# [REQUEST]
Print out every line, exactly as written.

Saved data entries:
────────────────────

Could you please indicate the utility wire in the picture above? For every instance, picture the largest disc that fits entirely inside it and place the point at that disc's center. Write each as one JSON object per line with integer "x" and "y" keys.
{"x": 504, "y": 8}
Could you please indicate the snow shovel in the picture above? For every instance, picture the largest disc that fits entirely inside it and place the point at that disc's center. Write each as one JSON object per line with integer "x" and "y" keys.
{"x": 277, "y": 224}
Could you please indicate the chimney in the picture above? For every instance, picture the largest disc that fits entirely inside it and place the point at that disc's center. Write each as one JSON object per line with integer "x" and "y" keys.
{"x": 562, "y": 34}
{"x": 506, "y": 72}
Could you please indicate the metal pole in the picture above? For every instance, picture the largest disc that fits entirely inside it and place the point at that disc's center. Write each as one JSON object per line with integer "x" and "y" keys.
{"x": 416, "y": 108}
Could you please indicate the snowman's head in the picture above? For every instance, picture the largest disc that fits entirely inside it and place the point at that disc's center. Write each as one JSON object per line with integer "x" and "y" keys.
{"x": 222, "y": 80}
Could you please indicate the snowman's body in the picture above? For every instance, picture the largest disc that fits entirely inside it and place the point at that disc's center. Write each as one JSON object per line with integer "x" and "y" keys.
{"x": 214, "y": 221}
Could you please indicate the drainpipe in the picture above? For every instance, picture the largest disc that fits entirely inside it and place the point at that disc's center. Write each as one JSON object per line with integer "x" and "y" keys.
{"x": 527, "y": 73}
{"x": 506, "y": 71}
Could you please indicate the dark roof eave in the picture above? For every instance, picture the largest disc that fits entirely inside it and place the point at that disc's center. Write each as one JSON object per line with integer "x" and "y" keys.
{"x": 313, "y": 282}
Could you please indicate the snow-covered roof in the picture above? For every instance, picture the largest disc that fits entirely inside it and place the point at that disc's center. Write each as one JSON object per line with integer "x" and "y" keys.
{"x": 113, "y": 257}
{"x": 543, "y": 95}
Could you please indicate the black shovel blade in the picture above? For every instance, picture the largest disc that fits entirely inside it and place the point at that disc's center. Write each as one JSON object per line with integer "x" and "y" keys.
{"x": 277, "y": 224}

────────────────────

# [RESULT FOR THIS TASK]
Could you please indicate the utility wire in the picture above? For every instance, picture the largest disc that fits entirely inside it and place the point at that disc's center. Write each as one JSON object per line with integer "x" and "y" keys.
{"x": 504, "y": 8}
Could you please indicate the snow shovel in the picture above? For every instance, picture the largest disc that fits entirely inside it and place the point at that disc's center. Write each as one JSON object per line with integer "x" and "y" keys.
{"x": 277, "y": 224}
Could you please indicate the chimney in the picture above? For every instance, picture the largest disc that fits entirely inside it and place the point at that disc's center. Write each as one JSON object per line with integer "x" and "y" keys.
{"x": 562, "y": 34}
{"x": 506, "y": 72}
Could you please indicate the metal pole in the picture above? For every instance, picture the largest disc that fits entirely inside it and place the point at that disc's center. Write each as one JSON object per line with integer "x" and "y" keys.
{"x": 416, "y": 108}
Could you please indicate the snowman's head in the picture above? For every instance, picture the largest disc that fits entirely inside it and place the point at that disc's center. Write each as one JSON object per line with integer "x" and "y" keys.
{"x": 222, "y": 80}
Could you please indicate the snowman's body in the picture above? For every instance, picture the largest disc that fits entirely inside it and place the point at that disc's center. Write each as one JSON object per line with integer "x" and "y" keys.
{"x": 214, "y": 221}
Could you please indicate the drainpipe in the picture above? For every instance, picture the largest disc that fits entirely inside it and place the point at that disc's center. Write each as one JSON object per line with integer "x" and "y" keys.
{"x": 527, "y": 73}
{"x": 506, "y": 71}
Could you please indicate the dark roof eave in the picture above? For every instance, picture the largest disc that fits entirely inside it and place the point at that disc's center. Write each as one JSON object per line with integer "x" and "y" keys.
{"x": 313, "y": 282}
Could you please indicate the snow-covered roof in the picture above? For every instance, picture the largest disc that fits entirely inside it and place the point at that disc's center. Write each as one JSON object per line with integer "x" and "y" keys.
{"x": 113, "y": 257}
{"x": 543, "y": 95}
Could you please indicate the black shovel blade in the picture above? For every instance, picture the largest disc that fits entirely inside it and place the point at that disc's center. Write each as one JSON object per line with integer "x" and "y" keys.
{"x": 277, "y": 224}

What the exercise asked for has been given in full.